━━━ Recorded information

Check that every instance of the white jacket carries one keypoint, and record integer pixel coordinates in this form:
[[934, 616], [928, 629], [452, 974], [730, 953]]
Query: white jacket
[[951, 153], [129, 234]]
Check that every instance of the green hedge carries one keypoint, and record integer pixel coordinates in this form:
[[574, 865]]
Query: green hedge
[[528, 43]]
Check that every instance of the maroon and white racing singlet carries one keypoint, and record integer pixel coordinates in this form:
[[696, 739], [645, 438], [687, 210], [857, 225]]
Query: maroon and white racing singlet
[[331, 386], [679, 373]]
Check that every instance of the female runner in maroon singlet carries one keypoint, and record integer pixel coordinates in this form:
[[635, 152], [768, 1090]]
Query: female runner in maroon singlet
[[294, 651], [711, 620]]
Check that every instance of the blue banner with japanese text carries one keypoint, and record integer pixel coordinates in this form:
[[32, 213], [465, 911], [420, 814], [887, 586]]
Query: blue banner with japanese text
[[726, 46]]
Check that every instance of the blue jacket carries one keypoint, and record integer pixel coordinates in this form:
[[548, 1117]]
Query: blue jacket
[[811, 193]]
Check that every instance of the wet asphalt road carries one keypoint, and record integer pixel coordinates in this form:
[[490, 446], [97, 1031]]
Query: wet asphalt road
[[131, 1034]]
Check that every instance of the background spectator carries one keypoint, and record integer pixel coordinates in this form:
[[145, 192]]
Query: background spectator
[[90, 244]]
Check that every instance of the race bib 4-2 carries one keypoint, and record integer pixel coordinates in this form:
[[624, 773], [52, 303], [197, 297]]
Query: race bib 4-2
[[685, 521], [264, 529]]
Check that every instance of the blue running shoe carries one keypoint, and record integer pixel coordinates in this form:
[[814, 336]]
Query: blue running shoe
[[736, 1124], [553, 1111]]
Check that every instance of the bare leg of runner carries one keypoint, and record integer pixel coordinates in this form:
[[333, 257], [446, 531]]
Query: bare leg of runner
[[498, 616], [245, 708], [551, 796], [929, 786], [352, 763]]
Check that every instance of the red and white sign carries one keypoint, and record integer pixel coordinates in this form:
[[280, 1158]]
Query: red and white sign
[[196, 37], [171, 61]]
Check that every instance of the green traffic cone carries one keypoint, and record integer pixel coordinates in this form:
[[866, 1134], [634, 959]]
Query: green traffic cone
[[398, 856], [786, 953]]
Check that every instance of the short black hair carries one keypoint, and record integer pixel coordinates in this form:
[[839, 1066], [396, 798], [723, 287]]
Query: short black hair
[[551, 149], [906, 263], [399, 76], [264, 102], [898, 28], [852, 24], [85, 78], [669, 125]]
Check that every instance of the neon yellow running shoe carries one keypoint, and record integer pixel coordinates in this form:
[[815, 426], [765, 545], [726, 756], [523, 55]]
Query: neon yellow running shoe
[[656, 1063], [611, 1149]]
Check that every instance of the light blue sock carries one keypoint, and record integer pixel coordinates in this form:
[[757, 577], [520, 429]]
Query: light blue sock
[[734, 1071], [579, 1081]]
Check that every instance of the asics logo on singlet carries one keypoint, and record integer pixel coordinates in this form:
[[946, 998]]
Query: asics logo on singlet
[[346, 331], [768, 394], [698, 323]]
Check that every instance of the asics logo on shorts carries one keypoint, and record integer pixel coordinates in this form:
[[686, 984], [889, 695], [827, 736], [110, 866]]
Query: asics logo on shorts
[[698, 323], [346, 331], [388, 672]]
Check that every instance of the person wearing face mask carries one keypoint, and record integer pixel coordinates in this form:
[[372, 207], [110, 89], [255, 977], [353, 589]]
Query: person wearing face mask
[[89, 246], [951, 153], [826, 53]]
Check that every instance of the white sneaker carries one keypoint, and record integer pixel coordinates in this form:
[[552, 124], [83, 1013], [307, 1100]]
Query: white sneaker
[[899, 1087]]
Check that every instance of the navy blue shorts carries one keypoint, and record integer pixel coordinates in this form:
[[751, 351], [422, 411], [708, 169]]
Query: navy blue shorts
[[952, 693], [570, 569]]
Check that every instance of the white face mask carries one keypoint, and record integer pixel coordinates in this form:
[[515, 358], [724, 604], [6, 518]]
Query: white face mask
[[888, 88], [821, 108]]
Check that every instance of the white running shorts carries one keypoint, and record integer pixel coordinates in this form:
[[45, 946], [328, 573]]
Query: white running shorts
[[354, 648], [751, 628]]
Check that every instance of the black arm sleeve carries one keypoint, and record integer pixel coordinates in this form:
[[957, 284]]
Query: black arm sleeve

━━━━━━

→ **Instructions for the task**
Change "integer pixel coordinates" to "whole-number pixel coordinates" everywhere in the records above and write them out again, leaving everything else the same.

→ **Reply**
Check that every instance of the white jacket carries one keypoint, and record whole-number pixel coordinates in this form:
[[934, 616], [928, 629], [452, 974], [730, 953]]
Query: white jacket
[[951, 153], [129, 234]]
Check that every instance of the green hedge carries one keypoint, and record whole-number pixel coordinates in this form:
[[574, 865]]
Query: green hedge
[[528, 43]]
Check that every instance of the maroon and white racing singlet carries one keypoint, and record whole-number pixel coordinates in this form:
[[696, 739], [645, 438], [687, 210], [857, 225]]
Query: maroon and white racing singlet
[[331, 386], [679, 373]]
Check that every instance of the female runner in maroon singlet carries one keypoint, and record whole-number pixel coordinates in this form:
[[635, 152], [768, 1090]]
Query: female runner in maroon singlet
[[294, 651], [711, 620]]
Check that every instance of the blue banner with japanese text carries one keypoint, and record whole-number pixel coordinates in this form:
[[32, 213], [465, 911], [420, 814], [887, 586]]
Query: blue banner with japanese text
[[726, 46]]
Check that every instance of the blue jacket carries one keypoint, and record whole-number pixel coordinates in this form:
[[548, 1117]]
Query: blue jacket
[[811, 193]]
Check that every instance of the wet asphalt road carries one keypoint, and record whole-number pixel coordinates in this form:
[[490, 446], [97, 1031]]
Query: wet asphalt road
[[131, 1034]]
Check that every instance of the background spectator carries one keypoint, and record whole-number pixel coordinates in this form:
[[145, 192]]
Query: background spectator
[[90, 244]]
Check that every instance of the race bib 4-2 carries one keypoint, and record whole-number pixel coordinates in this form:
[[624, 773], [52, 303], [197, 297]]
Query: race bib 4-2
[[685, 521], [264, 529]]
Check that every instance of the blue running shoe carries one keypoint, and record whole-number pixel coordinates in this form:
[[814, 336]]
Query: blue running shoe
[[736, 1124], [553, 1111]]
Check that every instance of the bare leg of runner carries one keypoint, and record whole-number pixel coordinates in this form:
[[333, 257], [446, 531]]
Query: bare leg of runner
[[498, 616], [245, 708], [551, 796], [929, 786], [352, 763]]
Check that every instance of the red and white sign carries one keypoint, and record whole-number pixel coordinates in this form:
[[280, 1158]]
Query: red and white sign
[[196, 37], [171, 61]]
Check that every instance of the green traffic cone carries one keypoint, and record whole-number pixel coordinates in this form:
[[866, 1134], [634, 959]]
Query: green traffic cone
[[398, 856], [786, 953]]
Check that every instance of the short black hair carries one keypoint, and record whole-number pixel coordinates in this form:
[[839, 1066], [396, 798], [723, 287]]
Query: short black hair
[[551, 149], [906, 263], [399, 76], [264, 102], [898, 28], [852, 24], [85, 78], [669, 125]]
Check that every instance of the neon yellow running shoe carries one keypoint, and record whole-number pixel coordinates in this form:
[[815, 426], [765, 545], [726, 756], [523, 55]]
Query: neon yellow running shoe
[[656, 1063], [611, 1149]]
Check that every instance of the light blue sock carries one keypoint, and record whole-number pixel coordinates in this form:
[[757, 577], [520, 429]]
Query: light blue sock
[[734, 1071], [579, 1081]]
Check that every instance of the asics logo on singlet carries one keypoint, and record whole-number pixel coordinates in this form:
[[946, 998]]
Query: asics logo on singlet
[[346, 331], [768, 394], [698, 323]]
Check that every instance of the asics logo on shorts carries one keypoint, and record whole-number pixel coordinates in this form:
[[686, 984], [889, 695], [827, 736], [110, 866]]
Query: asics logo on shorts
[[698, 323], [346, 331], [388, 672]]
Check that every instance of the person wearing face mask carries one keypoint, and record whole-number pixel coordinates in this form:
[[372, 207], [110, 89], [255, 977], [353, 589]]
Query: person wearing face mask
[[89, 246], [951, 153], [826, 53]]
Check that every instance of the white sneaker carries one keypoint, and record whole-number pixel coordinates in this form:
[[552, 124], [83, 1013], [307, 1100]]
Query: white sneaker
[[899, 1087]]
Check that every instance of the navy blue shorts carries one keypoint, and record whole-number pixel coordinates in this form:
[[751, 351], [422, 411], [708, 169]]
Query: navy blue shorts
[[952, 693], [570, 569]]
Check that every instance of the white face mask carries one keypoint, and record whole-number pixel coordinates in this form:
[[515, 358], [724, 604], [6, 518]]
Query: white face mask
[[888, 88], [821, 108]]
Check that every instance of the white running shorts carries one keypoint, and record whole-number pixel coordinates in this form:
[[45, 946], [328, 573]]
Query: white running shorts
[[354, 648], [751, 628]]
Check that every instance of the black arm sleeve carries one keypoint, and record whole-number pixel coordinates in this form:
[[957, 284]]
Query: black arm sleeve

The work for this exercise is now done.